• **Task description**: Filter the lines below, keeping only those that contain the word "calyx", and copy each one unchanged.
---------- The records ----------
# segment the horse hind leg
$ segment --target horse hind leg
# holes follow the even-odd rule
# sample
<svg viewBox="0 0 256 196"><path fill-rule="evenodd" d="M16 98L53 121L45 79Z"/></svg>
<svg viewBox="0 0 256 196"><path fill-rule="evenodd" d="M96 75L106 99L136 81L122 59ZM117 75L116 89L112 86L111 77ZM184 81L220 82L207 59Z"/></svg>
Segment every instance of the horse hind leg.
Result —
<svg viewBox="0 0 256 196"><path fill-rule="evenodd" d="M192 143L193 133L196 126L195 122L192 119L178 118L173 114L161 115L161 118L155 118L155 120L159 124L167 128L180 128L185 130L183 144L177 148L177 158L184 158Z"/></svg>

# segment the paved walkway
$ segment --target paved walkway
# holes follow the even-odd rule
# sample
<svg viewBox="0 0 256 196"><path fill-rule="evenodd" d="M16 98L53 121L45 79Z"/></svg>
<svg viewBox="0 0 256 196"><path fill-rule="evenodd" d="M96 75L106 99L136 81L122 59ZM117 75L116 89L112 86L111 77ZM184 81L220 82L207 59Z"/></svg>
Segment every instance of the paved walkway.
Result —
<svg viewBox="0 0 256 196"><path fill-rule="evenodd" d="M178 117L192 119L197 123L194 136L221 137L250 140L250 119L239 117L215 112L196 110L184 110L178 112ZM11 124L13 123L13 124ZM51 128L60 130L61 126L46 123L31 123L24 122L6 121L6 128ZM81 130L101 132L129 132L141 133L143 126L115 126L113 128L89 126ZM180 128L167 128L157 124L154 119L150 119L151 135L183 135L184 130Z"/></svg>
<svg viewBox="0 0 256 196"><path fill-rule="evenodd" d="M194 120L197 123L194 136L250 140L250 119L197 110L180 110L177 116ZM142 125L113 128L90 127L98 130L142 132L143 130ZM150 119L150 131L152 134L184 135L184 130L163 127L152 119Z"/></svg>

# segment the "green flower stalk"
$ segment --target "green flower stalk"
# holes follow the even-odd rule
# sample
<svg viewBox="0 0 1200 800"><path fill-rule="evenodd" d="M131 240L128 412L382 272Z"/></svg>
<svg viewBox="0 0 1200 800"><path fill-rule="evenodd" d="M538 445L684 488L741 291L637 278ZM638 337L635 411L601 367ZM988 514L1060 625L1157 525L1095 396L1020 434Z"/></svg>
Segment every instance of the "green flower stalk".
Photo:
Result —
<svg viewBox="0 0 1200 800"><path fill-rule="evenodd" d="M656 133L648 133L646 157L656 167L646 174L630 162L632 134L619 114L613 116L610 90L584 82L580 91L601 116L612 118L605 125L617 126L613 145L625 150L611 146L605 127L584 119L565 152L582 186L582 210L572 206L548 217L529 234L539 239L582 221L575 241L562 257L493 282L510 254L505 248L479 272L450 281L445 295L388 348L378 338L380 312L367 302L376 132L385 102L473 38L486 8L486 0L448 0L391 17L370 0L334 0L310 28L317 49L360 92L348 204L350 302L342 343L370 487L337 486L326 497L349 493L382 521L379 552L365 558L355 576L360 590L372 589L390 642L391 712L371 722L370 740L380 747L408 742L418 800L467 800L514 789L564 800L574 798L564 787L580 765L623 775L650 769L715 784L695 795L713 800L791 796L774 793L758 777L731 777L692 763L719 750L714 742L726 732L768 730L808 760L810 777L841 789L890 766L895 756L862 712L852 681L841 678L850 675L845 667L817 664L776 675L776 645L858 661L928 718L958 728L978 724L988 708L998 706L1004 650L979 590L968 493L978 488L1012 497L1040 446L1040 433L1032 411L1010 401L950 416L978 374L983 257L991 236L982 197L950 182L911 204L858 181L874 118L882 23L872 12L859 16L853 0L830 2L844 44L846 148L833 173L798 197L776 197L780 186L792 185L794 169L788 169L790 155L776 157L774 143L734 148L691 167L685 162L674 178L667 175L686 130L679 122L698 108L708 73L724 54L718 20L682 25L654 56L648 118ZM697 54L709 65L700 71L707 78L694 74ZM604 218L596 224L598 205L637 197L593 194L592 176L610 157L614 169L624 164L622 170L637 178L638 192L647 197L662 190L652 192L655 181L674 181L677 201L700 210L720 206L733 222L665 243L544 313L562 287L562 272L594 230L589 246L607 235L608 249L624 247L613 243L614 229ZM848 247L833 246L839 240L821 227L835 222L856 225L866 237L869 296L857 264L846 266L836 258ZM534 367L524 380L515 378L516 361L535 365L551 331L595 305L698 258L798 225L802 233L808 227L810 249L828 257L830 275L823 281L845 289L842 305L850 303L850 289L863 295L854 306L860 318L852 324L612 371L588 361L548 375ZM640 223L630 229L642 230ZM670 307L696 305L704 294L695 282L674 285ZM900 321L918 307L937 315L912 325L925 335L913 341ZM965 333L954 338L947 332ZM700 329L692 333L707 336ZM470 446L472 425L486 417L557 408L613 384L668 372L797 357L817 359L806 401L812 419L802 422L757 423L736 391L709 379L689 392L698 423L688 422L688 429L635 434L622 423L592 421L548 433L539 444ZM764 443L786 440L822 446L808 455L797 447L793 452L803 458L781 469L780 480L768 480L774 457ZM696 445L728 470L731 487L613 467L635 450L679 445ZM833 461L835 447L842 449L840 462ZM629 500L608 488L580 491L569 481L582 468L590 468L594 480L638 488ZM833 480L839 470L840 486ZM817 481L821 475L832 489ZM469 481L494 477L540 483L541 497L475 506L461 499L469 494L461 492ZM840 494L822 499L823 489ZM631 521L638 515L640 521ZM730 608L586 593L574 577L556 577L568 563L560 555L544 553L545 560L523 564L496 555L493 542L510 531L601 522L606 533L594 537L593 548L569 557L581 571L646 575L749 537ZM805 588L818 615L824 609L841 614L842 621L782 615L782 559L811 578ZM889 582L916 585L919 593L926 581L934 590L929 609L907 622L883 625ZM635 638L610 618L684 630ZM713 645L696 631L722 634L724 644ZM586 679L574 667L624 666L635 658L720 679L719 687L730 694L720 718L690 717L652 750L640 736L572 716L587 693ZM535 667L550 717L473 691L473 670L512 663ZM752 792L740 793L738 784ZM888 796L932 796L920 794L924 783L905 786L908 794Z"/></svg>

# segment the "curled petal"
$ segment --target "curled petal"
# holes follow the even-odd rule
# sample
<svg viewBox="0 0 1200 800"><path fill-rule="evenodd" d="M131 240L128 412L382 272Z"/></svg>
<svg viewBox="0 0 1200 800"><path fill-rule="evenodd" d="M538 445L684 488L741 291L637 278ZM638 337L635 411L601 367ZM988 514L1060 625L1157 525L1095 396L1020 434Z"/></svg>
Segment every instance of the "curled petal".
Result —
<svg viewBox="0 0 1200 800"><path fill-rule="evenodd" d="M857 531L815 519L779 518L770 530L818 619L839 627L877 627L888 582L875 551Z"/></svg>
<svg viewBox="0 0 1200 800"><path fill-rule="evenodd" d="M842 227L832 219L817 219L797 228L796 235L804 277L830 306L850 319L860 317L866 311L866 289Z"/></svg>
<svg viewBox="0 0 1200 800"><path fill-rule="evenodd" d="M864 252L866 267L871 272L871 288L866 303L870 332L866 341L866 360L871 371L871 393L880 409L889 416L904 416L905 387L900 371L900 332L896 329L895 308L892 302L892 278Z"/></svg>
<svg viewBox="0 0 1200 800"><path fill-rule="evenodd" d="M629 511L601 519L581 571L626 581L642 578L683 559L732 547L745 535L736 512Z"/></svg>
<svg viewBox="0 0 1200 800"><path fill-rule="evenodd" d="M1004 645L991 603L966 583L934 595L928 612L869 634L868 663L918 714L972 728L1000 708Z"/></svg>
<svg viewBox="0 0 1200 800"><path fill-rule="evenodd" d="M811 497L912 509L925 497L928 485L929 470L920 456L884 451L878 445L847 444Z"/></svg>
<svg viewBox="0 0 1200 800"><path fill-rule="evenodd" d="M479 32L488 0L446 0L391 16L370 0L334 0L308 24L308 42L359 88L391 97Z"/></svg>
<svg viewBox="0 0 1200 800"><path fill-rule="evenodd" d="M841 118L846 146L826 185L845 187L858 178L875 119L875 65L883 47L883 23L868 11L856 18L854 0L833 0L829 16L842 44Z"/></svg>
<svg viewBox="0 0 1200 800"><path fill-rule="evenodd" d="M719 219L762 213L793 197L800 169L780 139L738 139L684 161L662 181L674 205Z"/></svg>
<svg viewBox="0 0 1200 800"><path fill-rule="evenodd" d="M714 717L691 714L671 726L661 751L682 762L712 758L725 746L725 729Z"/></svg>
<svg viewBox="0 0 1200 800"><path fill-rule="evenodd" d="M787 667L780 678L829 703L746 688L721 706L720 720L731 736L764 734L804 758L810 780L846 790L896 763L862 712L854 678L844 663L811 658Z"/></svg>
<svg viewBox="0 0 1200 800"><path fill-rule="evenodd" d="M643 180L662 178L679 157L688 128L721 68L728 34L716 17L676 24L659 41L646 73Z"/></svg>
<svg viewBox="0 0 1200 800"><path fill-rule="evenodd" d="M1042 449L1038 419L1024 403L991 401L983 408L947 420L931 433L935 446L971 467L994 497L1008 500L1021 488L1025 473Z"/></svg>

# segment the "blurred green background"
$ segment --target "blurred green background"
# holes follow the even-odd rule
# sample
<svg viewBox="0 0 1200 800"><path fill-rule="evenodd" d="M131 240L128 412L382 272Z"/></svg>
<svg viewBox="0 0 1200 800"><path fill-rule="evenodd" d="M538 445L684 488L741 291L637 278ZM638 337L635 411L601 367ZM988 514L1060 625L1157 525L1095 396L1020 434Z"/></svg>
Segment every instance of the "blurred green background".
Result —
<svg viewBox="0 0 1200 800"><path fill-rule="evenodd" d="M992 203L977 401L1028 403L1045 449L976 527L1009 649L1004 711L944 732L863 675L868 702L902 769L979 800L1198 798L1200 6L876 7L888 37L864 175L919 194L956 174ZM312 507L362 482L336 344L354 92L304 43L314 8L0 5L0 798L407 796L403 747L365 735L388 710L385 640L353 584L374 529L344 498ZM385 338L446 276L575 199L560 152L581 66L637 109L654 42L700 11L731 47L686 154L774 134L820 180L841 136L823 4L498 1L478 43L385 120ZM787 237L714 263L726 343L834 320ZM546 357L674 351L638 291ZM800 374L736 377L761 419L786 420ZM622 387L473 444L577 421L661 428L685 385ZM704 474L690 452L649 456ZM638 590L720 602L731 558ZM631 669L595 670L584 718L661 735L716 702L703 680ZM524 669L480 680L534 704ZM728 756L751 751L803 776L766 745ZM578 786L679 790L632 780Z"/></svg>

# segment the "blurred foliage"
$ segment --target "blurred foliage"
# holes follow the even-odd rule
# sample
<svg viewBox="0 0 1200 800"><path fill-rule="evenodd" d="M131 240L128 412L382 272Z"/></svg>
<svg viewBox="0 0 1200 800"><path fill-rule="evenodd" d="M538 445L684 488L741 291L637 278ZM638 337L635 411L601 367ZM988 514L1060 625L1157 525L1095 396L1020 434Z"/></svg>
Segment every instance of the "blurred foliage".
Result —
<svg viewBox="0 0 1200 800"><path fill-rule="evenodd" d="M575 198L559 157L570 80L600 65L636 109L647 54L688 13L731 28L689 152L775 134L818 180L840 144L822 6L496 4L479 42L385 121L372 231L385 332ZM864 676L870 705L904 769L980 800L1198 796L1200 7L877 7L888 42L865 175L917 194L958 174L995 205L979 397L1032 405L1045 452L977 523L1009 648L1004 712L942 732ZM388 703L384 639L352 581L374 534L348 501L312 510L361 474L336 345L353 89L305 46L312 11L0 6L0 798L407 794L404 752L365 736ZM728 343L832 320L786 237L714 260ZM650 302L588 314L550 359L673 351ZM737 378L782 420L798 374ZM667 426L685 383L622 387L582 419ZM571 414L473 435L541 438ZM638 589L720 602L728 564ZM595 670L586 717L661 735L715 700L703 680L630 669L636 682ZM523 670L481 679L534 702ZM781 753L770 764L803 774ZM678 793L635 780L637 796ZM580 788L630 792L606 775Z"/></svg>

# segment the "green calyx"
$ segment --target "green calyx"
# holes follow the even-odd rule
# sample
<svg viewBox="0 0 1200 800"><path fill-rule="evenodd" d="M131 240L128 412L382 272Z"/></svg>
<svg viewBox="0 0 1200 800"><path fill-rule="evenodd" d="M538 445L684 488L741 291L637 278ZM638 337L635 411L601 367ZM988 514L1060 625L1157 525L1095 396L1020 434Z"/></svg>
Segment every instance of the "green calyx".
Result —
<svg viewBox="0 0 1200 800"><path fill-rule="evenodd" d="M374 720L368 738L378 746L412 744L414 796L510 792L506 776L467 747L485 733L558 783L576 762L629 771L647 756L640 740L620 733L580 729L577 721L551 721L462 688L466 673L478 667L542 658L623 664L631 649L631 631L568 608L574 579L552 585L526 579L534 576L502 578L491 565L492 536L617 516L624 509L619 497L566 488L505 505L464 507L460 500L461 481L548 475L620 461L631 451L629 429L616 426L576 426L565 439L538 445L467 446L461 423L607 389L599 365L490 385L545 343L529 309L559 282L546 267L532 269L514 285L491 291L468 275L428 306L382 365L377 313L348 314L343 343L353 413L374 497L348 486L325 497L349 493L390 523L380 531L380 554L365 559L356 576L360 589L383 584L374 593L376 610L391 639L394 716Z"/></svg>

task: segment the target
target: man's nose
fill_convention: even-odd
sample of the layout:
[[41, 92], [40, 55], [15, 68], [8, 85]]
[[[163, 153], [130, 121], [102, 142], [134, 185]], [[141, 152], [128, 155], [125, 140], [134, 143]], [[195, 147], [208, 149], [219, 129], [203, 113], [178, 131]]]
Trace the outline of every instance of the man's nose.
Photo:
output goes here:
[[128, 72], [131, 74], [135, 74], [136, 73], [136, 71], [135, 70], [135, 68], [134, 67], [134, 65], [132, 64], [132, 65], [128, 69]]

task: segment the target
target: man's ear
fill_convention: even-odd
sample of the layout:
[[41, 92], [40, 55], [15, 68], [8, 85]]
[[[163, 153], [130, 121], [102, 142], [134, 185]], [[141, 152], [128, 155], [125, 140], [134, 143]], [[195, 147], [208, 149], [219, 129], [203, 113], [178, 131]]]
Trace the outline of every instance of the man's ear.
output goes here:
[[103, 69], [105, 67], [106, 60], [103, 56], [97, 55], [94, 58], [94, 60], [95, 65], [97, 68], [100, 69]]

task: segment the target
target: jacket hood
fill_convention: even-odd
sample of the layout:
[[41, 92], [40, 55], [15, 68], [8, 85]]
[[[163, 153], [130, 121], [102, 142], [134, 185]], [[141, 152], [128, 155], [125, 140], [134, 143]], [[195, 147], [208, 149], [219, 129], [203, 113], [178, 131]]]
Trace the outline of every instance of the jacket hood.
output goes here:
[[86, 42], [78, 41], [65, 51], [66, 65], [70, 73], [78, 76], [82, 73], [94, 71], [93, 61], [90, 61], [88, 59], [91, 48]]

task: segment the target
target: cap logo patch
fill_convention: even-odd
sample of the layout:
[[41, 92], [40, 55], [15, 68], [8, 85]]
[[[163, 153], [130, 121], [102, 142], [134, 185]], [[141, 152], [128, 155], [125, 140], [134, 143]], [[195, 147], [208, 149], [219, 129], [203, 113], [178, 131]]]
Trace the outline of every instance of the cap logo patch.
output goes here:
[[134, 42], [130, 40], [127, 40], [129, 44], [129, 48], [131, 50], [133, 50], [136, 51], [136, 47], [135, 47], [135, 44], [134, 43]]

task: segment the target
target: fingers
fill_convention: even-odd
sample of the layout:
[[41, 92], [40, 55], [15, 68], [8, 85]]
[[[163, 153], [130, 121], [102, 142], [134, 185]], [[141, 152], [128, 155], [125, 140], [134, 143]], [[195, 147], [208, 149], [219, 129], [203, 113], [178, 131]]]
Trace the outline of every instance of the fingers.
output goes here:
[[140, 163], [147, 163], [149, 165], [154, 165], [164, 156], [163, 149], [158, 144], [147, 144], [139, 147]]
----------
• **Finished answer**:
# segment the "green calyx"
$ segment --target "green calyx"
Segment every instance of the "green calyx".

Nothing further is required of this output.